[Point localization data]
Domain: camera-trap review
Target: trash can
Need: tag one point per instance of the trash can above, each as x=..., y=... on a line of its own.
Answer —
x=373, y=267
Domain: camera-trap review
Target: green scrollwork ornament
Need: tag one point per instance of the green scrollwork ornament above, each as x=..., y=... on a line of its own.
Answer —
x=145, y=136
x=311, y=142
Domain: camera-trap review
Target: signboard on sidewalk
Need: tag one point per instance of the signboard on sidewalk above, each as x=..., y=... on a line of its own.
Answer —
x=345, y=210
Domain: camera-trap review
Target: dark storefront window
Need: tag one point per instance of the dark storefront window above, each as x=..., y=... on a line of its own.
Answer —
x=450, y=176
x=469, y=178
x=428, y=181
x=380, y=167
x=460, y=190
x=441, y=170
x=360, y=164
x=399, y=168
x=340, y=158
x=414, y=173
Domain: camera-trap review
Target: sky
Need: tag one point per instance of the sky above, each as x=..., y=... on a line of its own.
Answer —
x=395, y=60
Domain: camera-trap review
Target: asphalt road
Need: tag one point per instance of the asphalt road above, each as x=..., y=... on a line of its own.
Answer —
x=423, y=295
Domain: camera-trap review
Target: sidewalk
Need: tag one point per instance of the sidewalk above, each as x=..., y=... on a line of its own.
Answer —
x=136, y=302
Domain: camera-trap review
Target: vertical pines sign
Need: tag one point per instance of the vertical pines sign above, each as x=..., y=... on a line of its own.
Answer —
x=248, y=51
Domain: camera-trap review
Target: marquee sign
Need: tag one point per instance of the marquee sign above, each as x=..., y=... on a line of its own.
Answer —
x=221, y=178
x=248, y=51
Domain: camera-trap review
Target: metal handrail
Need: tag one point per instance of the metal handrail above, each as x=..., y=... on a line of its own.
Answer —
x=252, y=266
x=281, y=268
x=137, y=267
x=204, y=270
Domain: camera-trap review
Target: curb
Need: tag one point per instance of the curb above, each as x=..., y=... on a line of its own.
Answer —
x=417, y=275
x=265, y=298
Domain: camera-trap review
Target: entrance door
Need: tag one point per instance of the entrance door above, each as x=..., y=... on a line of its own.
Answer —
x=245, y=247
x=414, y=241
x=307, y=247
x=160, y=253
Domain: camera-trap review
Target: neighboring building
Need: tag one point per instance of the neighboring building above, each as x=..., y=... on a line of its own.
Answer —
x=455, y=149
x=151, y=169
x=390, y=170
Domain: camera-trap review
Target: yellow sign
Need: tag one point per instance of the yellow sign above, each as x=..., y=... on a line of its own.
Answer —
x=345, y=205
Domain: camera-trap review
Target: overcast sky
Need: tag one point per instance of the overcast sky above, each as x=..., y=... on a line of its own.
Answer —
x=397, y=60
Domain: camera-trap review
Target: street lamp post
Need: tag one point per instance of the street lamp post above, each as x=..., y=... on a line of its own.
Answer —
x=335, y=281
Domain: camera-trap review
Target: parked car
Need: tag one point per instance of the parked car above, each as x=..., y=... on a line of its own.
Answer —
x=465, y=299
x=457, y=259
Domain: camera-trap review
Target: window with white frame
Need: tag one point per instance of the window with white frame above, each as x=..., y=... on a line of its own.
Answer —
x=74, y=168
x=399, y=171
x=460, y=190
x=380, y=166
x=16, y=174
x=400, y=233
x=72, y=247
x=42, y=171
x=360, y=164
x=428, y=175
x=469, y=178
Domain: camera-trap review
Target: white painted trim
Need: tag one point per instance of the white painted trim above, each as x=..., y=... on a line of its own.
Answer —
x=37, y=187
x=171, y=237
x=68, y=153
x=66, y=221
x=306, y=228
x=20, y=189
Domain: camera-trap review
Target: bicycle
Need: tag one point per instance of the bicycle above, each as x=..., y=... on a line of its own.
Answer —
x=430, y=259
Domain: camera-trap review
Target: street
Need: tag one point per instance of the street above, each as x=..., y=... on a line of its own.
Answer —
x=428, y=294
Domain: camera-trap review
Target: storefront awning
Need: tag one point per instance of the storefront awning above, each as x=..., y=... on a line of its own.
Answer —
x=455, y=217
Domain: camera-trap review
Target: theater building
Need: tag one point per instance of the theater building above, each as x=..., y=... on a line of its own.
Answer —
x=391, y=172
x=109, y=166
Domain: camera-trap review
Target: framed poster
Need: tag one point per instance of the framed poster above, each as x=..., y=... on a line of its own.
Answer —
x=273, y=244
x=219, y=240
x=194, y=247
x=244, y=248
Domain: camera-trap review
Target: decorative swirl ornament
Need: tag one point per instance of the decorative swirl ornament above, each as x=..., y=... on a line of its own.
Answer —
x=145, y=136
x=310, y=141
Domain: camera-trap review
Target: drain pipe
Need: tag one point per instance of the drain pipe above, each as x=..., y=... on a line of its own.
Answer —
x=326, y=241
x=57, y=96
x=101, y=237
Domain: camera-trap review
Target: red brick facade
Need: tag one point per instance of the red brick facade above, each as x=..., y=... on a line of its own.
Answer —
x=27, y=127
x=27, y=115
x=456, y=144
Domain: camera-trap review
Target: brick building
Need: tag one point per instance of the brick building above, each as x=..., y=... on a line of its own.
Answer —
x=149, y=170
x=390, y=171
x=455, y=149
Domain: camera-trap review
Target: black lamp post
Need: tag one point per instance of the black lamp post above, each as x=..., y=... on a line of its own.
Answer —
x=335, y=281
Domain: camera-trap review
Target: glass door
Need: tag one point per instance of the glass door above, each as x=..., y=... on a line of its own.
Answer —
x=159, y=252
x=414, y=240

◆ Assigned task: Could you copy every record above exactly as it appears?

◆ Exercise output:
Domain: camera-trap review
Target: trash can
Need: tag one point per instance of the trash can above, each as x=..., y=... on a line of its own.
Answer —
x=373, y=267
Domain: camera-trap review
Target: green scrollwork ornament
Need: tag one point per instance of the green scrollwork ornament above, each as x=..., y=... on a line of its own.
Answer —
x=145, y=136
x=311, y=142
Domain: camera-trap review
Target: signboard on sidewalk
Need: tag one point per instance of the signboard on sidewalk above, each as x=..., y=... on a line of its own.
Answer —
x=345, y=210
Domain: camera-trap review
Target: dark storefront window
Need: tag one point per instance of the dark storefront window above, each as x=..., y=... on a line of its own.
Answer —
x=450, y=176
x=469, y=178
x=428, y=181
x=380, y=167
x=460, y=190
x=441, y=170
x=360, y=164
x=399, y=168
x=340, y=158
x=414, y=173
Domain: camera-trap review
Target: sky
Need: tag one point per instance of the sky above, each as x=..., y=... on a line of its own.
Answer —
x=395, y=60
Domain: camera-trap review
Target: asphalt road
Need: tag one point per instance of the asphalt road above, each as x=..., y=... on a line of its own.
Answer —
x=423, y=295
Domain: camera-trap review
Target: sidewalk
Need: tag one point per instance of the sidewalk above, each as x=..., y=... on a line of its own.
Answer —
x=136, y=302
Domain: camera-trap review
Target: vertical pines sign
Need: tag one point per instance of the vertical pines sign above, each as x=..., y=... on a line of its own.
Answer —
x=248, y=51
Domain: camera-trap review
Target: marquee sign
Need: tag one point per instance of the marquee sign above, each as x=..., y=... on a line of its own.
Answer —
x=221, y=178
x=248, y=51
Domain: camera-trap review
Target: metal handrail
Need: tag one point per instance of the metal handrail above, each as x=..., y=... on a line of its own.
Answer —
x=252, y=266
x=281, y=268
x=137, y=267
x=204, y=270
Domain: camera-trap review
Target: curb
Need: tag one point per instance of the curb above, each as x=..., y=... on a line of its own.
Answer —
x=417, y=275
x=265, y=298
Domain: camera-trap review
Target: entrance door
Need: tag one point per instance of the entrance door above, each as x=..., y=... on a line of its own.
Answer —
x=245, y=247
x=414, y=241
x=307, y=247
x=160, y=253
Domain: camera-trap review
Target: neighboring building
Need: tag one point per instance of the neighboring building above, each as x=..., y=... on a line of its own.
Answer —
x=455, y=149
x=151, y=169
x=390, y=170
Domain: camera-trap review
Target: yellow sign
Need: tag one point per instance of the yellow sign above, each as x=..., y=... on a line of its own.
Answer —
x=345, y=205
Domain: camera-trap review
Target: overcast sky
Need: tag one point per instance of the overcast sky above, each as x=..., y=... on a line of its own.
Answer —
x=397, y=60
Domain: camera-trap review
Target: street lamp post
Need: tag one point per instance of the street lamp post above, each as x=..., y=... on a line of its own.
Answer —
x=335, y=281
Domain: camera-trap review
Target: parked car
Need: tag one point per instance of the parked car above, each as x=..., y=... on a line of its own.
Answer —
x=465, y=299
x=457, y=259
Domain: camera-trap review
Target: window with white frame
Need: tag one point per instance of the window with white frame above, each as x=..., y=... on a line of its own.
Answer —
x=74, y=168
x=399, y=171
x=460, y=190
x=380, y=166
x=16, y=174
x=400, y=233
x=72, y=247
x=42, y=171
x=360, y=164
x=428, y=175
x=469, y=178
Domain: camera-trap review
Target: white painted trim
Need: tag one point per instance of the white painted trim above, each as x=..., y=... on a line of its own.
Answer —
x=37, y=187
x=171, y=237
x=68, y=153
x=66, y=221
x=306, y=228
x=20, y=189
Domain: camera-trap review
Target: bicycle
Need: tag one point per instance of the bicycle above, each as x=..., y=... on a line of its own.
Answer —
x=430, y=259
Domain: camera-trap review
Target: street
Need: tag one point per instance of the street above, each as x=..., y=... on a line of its own.
Answer —
x=428, y=294
Domain: camera-trap review
Target: storefront awning
Need: tag one point per instance of the storefront awning above, each as x=..., y=... on a line of its own.
Answer —
x=455, y=217
Domain: camera-trap review
Target: theater building
Need: tag one point per instance of the theater building above, each as x=..., y=... on a line of its own.
Answer —
x=391, y=172
x=109, y=166
Domain: camera-trap review
Target: framed poster
Need: tag one point per instance of the framed poster above, each as x=..., y=... on a line of its own.
Answer —
x=273, y=244
x=219, y=240
x=194, y=247
x=244, y=248
Domain: camera-trap review
Target: decorative swirl ornament
Need: tag one point per instance of the decorative swirl ornament above, each as x=..., y=... on a line of its own.
Answer —
x=145, y=136
x=310, y=141
Domain: camera-trap review
Target: drain pipe
Need: tag one point per instance of the drain pipe above, each as x=..., y=... on a line of its own.
Answer —
x=326, y=241
x=57, y=96
x=101, y=237
Domain: camera-trap review
Target: red brick facade
Need: tag one point per instance of the red brick facade above, each as x=..., y=... on a line of its own.
Answer —
x=27, y=127
x=27, y=115
x=456, y=144
Domain: camera-trap review
Target: brick building
Need: tag one point per instance of the brick building above, each as x=..., y=... on a line of its own.
Answer —
x=149, y=170
x=390, y=171
x=455, y=149
Domain: camera-trap review
Target: black lamp post
Need: tag one point per instance of the black lamp post above, each as x=..., y=... on a line of its own.
Answer —
x=335, y=281
Domain: camera-trap review
Target: glass door
Need: tag one point per instance of the glass door above, each as x=..., y=... on a line of its own.
Answer —
x=159, y=252
x=414, y=240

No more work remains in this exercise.